:: Work to be completed ::
Replace "instance" with "occurrence" in the records from the line with "task | locate a point on every instance of the beige" to the line with "x=444 y=453", and give back only those lines with nothing else changed. Leave the pictures out of the answer.

**** Source data ****

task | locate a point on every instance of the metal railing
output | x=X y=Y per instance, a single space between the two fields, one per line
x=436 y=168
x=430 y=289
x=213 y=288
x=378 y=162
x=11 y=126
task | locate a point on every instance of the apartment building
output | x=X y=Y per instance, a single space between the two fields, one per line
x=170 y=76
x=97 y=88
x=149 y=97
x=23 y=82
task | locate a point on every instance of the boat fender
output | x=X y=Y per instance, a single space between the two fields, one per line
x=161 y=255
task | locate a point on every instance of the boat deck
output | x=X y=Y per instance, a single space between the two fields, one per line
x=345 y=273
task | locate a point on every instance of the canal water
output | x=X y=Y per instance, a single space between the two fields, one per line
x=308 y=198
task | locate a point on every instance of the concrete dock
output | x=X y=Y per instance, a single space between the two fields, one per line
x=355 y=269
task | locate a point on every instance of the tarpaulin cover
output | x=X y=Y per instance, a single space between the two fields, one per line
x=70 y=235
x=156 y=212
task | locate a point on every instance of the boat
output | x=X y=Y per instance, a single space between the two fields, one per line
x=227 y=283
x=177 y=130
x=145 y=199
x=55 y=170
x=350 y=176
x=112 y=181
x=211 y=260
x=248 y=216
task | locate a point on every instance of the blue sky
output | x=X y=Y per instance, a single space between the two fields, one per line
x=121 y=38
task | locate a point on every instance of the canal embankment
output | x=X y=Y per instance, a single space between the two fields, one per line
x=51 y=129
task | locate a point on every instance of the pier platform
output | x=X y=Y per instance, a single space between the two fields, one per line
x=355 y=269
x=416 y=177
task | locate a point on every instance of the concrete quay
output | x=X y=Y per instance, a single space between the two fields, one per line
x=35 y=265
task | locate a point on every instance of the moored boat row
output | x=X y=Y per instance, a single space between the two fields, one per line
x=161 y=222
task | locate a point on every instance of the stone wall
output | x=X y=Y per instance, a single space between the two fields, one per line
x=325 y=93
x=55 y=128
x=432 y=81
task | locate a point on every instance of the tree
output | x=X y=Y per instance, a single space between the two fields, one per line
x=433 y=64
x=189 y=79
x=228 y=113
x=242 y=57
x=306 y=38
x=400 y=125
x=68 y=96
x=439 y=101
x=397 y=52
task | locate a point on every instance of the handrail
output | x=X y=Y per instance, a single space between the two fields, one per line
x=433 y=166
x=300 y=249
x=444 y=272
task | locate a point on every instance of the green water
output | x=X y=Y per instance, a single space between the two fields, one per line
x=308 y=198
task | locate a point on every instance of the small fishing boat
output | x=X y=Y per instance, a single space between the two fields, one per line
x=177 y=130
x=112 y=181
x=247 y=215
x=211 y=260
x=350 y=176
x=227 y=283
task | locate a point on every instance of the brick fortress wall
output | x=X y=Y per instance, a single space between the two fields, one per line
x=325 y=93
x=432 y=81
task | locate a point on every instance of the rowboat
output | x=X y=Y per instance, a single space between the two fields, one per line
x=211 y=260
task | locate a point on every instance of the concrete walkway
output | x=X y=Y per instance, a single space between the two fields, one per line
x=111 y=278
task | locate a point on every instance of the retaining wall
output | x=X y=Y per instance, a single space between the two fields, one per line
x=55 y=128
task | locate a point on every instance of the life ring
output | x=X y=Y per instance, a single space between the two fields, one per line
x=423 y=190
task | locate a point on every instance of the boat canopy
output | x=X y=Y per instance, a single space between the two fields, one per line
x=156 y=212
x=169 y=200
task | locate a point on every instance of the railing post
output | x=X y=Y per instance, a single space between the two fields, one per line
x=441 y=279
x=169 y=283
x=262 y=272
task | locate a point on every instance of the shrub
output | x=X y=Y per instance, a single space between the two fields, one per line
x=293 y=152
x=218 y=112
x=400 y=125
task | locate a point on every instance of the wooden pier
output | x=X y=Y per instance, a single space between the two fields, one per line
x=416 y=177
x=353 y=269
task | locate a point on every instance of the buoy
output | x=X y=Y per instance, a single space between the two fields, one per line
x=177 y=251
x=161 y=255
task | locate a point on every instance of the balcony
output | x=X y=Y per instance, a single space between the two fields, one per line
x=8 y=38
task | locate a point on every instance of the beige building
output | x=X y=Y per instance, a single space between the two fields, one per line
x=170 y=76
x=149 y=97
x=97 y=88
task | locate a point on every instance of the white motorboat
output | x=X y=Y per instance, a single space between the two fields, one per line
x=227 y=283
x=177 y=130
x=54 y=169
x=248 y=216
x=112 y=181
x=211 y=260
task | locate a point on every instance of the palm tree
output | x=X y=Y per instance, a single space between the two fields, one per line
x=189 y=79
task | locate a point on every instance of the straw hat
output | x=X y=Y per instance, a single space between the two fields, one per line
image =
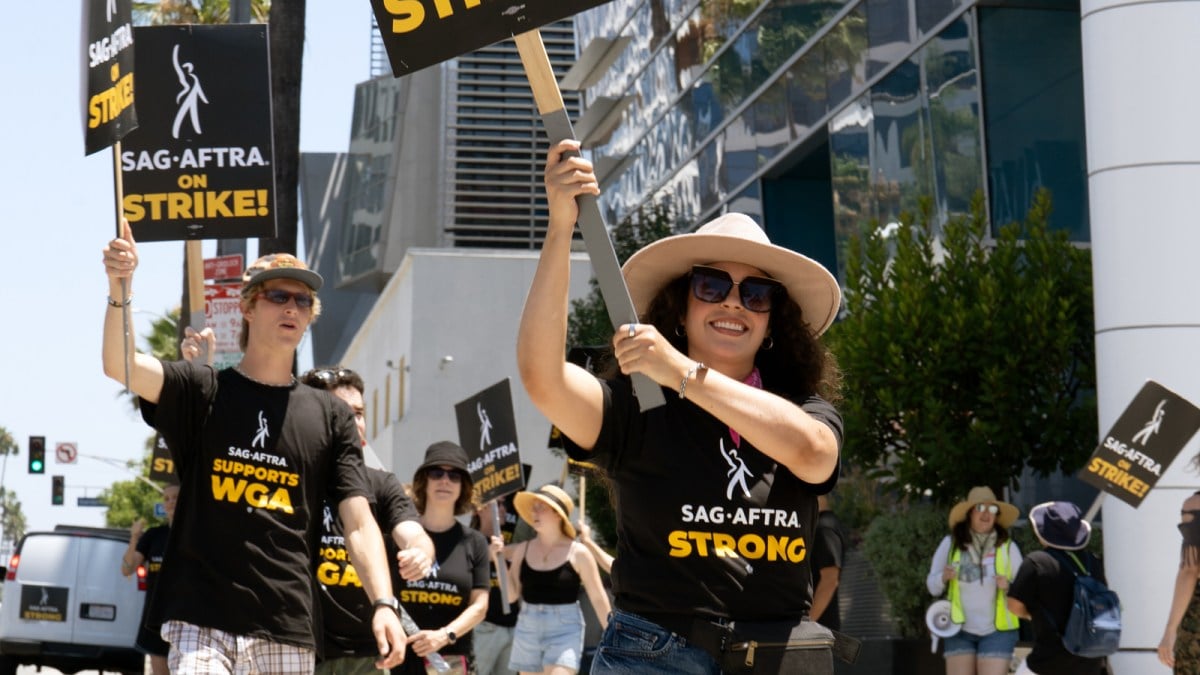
x=281 y=266
x=735 y=238
x=553 y=497
x=1060 y=525
x=983 y=495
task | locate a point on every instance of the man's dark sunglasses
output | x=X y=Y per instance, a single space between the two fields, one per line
x=438 y=473
x=329 y=377
x=712 y=285
x=281 y=297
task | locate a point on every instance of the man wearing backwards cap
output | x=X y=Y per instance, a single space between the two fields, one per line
x=256 y=455
x=1044 y=585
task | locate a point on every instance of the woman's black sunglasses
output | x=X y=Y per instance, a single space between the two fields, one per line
x=713 y=285
x=328 y=377
x=438 y=473
x=281 y=297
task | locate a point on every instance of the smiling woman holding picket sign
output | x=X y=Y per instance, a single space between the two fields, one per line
x=715 y=490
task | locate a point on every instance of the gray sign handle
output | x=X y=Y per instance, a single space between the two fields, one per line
x=502 y=567
x=595 y=234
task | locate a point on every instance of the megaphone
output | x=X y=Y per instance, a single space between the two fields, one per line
x=937 y=619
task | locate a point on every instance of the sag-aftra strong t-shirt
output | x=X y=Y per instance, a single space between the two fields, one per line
x=707 y=525
x=255 y=464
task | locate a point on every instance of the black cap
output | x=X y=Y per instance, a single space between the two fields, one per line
x=444 y=453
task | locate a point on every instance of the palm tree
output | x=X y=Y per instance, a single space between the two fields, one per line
x=12 y=519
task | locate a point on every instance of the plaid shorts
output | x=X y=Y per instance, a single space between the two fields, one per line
x=210 y=651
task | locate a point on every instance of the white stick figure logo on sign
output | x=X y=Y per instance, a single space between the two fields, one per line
x=66 y=453
x=190 y=95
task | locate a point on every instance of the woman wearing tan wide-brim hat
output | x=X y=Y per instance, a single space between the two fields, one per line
x=729 y=326
x=975 y=565
x=547 y=573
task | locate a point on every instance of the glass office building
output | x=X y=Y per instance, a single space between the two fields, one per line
x=819 y=118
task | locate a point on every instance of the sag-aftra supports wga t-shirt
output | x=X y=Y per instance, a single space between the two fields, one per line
x=256 y=465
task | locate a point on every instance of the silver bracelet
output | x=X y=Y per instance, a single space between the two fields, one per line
x=694 y=370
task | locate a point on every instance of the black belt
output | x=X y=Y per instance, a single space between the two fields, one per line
x=715 y=635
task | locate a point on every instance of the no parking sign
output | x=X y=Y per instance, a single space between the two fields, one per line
x=66 y=453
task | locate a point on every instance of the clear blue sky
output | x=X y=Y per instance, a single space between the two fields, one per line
x=52 y=281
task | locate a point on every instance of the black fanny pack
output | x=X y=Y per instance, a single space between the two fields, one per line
x=769 y=647
x=779 y=646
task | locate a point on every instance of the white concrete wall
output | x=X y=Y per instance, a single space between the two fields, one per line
x=460 y=303
x=1141 y=97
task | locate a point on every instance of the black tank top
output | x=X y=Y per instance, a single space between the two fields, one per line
x=552 y=586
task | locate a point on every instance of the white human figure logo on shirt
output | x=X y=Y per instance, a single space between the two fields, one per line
x=1151 y=426
x=263 y=432
x=190 y=95
x=485 y=426
x=737 y=472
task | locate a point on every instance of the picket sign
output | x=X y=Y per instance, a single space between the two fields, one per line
x=549 y=99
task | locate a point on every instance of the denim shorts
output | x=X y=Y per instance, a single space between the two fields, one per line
x=999 y=644
x=633 y=645
x=547 y=634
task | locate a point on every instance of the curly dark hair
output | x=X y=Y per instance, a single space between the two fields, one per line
x=795 y=366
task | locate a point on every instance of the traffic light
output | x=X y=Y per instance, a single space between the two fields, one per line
x=37 y=454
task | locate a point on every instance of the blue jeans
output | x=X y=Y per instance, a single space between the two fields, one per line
x=633 y=645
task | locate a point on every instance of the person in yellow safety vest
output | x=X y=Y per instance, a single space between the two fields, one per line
x=973 y=566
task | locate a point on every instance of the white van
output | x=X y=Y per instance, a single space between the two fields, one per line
x=66 y=604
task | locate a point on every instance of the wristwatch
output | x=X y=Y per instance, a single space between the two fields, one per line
x=390 y=603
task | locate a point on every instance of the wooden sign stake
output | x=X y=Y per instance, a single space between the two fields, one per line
x=595 y=234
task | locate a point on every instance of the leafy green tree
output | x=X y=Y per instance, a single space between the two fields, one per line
x=131 y=500
x=193 y=12
x=966 y=359
x=12 y=520
x=588 y=324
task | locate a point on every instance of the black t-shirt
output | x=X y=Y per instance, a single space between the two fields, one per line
x=1047 y=587
x=346 y=608
x=828 y=550
x=256 y=465
x=706 y=525
x=442 y=596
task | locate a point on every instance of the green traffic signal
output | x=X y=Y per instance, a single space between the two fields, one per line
x=37 y=454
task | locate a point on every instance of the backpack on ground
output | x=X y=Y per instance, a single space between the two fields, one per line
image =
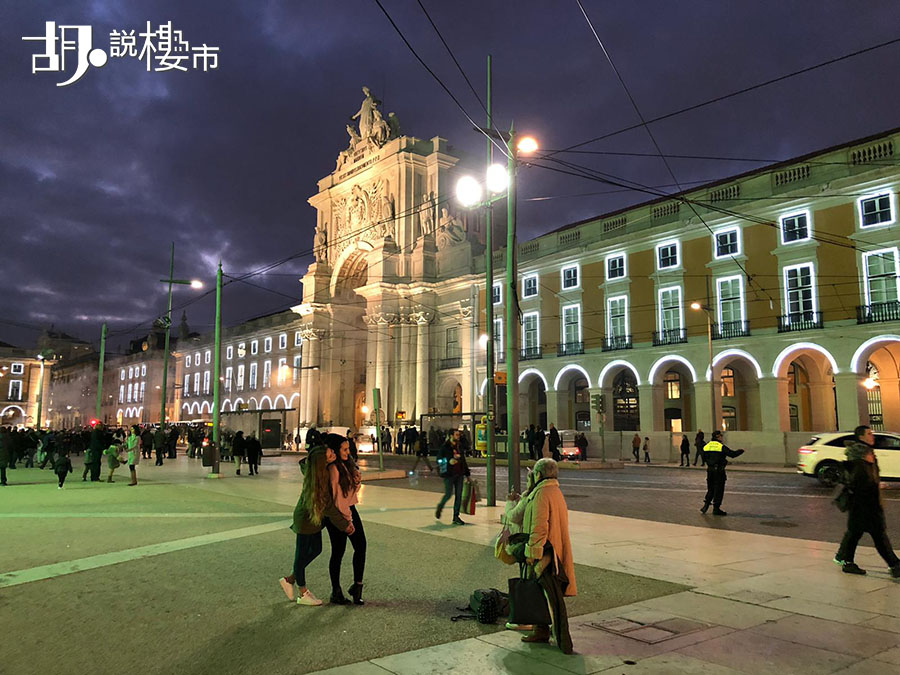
x=486 y=605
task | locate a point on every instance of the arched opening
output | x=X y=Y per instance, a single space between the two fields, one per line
x=737 y=393
x=674 y=394
x=532 y=400
x=807 y=396
x=877 y=366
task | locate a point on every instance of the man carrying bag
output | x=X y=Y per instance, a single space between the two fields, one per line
x=544 y=552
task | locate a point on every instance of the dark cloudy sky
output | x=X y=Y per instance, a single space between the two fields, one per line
x=98 y=177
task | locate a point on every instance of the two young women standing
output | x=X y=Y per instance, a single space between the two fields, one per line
x=328 y=500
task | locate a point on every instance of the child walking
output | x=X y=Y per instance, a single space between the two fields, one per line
x=62 y=467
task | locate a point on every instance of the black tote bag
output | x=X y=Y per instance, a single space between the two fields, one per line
x=527 y=603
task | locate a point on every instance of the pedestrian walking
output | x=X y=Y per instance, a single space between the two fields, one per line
x=685 y=451
x=555 y=443
x=545 y=518
x=253 y=449
x=345 y=481
x=62 y=467
x=112 y=460
x=866 y=510
x=237 y=450
x=316 y=503
x=160 y=442
x=453 y=469
x=699 y=442
x=716 y=455
x=132 y=444
x=421 y=448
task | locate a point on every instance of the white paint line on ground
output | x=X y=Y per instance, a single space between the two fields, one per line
x=280 y=514
x=26 y=576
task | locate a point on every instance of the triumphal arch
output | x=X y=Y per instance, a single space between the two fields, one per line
x=391 y=301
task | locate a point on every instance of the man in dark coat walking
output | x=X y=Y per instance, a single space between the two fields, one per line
x=555 y=443
x=866 y=512
x=716 y=456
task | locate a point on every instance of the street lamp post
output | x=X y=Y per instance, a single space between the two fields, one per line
x=712 y=379
x=168 y=322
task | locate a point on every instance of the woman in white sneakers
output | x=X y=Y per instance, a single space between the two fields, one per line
x=315 y=504
x=345 y=482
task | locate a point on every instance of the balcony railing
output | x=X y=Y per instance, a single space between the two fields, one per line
x=569 y=348
x=529 y=353
x=451 y=362
x=799 y=321
x=731 y=329
x=612 y=343
x=669 y=336
x=878 y=312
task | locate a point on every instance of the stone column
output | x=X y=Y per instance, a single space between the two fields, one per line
x=852 y=403
x=890 y=402
x=651 y=406
x=423 y=363
x=773 y=404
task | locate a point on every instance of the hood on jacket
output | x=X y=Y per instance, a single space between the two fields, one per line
x=857 y=449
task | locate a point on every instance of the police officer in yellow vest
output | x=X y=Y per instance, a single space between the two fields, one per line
x=716 y=456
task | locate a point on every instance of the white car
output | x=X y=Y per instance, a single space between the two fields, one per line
x=821 y=457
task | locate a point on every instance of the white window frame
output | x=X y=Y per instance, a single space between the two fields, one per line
x=719 y=282
x=497 y=298
x=812 y=281
x=868 y=254
x=672 y=242
x=11 y=386
x=562 y=277
x=562 y=324
x=874 y=195
x=794 y=214
x=609 y=331
x=616 y=256
x=727 y=230
x=537 y=329
x=659 y=313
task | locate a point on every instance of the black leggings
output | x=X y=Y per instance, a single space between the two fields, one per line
x=339 y=545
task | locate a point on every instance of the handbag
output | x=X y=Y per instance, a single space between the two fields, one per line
x=527 y=604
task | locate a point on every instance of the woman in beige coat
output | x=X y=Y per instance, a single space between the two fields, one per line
x=544 y=516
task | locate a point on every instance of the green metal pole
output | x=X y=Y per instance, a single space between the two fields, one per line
x=489 y=318
x=217 y=366
x=100 y=371
x=162 y=411
x=512 y=323
x=40 y=397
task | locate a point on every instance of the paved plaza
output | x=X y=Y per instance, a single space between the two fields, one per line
x=179 y=574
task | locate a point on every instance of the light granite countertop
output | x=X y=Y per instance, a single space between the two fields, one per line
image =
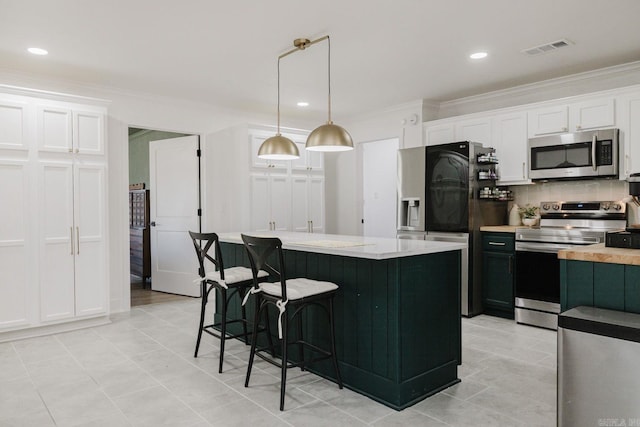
x=350 y=246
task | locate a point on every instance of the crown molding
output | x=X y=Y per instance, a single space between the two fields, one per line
x=576 y=84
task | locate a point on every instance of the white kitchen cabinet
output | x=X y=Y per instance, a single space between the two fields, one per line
x=574 y=117
x=629 y=118
x=16 y=292
x=67 y=130
x=53 y=227
x=510 y=141
x=14 y=117
x=475 y=130
x=72 y=251
x=307 y=203
x=309 y=161
x=270 y=202
x=442 y=133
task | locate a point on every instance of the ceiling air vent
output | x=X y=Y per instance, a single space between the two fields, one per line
x=547 y=47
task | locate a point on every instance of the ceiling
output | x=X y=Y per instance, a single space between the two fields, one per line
x=383 y=53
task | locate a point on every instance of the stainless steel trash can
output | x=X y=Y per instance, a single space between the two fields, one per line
x=598 y=368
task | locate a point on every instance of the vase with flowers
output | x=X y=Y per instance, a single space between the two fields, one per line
x=529 y=215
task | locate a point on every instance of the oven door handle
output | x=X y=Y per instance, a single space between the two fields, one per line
x=550 y=248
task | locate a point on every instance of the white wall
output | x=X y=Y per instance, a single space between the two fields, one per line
x=144 y=111
x=344 y=170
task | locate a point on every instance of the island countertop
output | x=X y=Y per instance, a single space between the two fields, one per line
x=351 y=246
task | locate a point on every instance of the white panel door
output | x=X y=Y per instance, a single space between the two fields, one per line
x=280 y=199
x=14 y=246
x=260 y=206
x=380 y=175
x=315 y=203
x=13 y=125
x=55 y=130
x=299 y=203
x=88 y=132
x=57 y=248
x=90 y=251
x=174 y=200
x=511 y=147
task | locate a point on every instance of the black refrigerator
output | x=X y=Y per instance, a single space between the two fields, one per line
x=455 y=212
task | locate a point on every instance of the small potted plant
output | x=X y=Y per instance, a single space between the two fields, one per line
x=529 y=215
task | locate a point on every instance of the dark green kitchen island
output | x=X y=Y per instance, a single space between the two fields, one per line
x=397 y=309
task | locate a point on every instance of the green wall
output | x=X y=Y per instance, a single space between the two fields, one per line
x=139 y=152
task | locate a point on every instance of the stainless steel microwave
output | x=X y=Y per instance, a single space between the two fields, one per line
x=592 y=154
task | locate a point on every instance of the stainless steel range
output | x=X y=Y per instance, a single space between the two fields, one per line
x=563 y=225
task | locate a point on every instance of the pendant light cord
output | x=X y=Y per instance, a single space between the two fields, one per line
x=278 y=132
x=329 y=75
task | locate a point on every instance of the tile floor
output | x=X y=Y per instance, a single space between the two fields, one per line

****

:: Written reply ::
task | locate a point on every occurrence of the beige building
output | x=X y=Y per occurrence, a single space between the two fields, one per line
x=170 y=76
x=149 y=97
x=97 y=88
task | locate a point on every occurrence of the white motorboat
output | x=X y=Y per occurrence, a single space between the two fields, one per line
x=227 y=283
x=177 y=130
x=54 y=169
x=248 y=216
x=112 y=181
x=211 y=260
task | locate a point on every occurrence of the palm tree
output | x=X y=Y per occurrence, a single space between the two fields, one per line
x=189 y=79
task | locate a point on every occurrence of the straw hat
output | x=X y=Y per occurrence, a single space between the two fields, one per line
image =
x=281 y=266
x=735 y=238
x=553 y=497
x=1060 y=525
x=983 y=495
task | locate a point on every occurrence of the man's dark sunglasses
output | x=X y=Y per occurrence, a single space between the two fields, one per line
x=438 y=473
x=329 y=377
x=712 y=285
x=281 y=297
task | locate a point on every occurrence of the man wearing backwards cap
output | x=X y=Y per occurrence, a single space between the two fields, one per line
x=256 y=455
x=1044 y=585
task | locate a point on every occurrence of the woman's black sunglasses
output | x=X y=Y per occurrence, a single space between the two fields, one per line
x=713 y=285
x=328 y=377
x=438 y=473
x=281 y=297
task | locate a point on every occurrence of the smiling woman holding picket sign
output | x=X y=Y per occurrence, a single space between the two fields, one per line
x=715 y=490
task | locate a point on every occurrence of the gray sign handle
output | x=X y=Y per occurrence, a single space between the two fields, one per line
x=502 y=567
x=595 y=234
task | locate a point on every occurrence of the megaphone
output | x=X y=Y per occurrence, a single space between the two fields, one per line
x=937 y=619
task | locate a point on every occurrence of the sag-aftra strong t-shirt
output | x=X y=Y per occurrence, a single space between the two fields, one per line
x=707 y=525
x=255 y=464
task | locate a point on every occurrence of the black cap
output | x=X y=Y per occurrence, a single space between the two fields, one per line
x=444 y=453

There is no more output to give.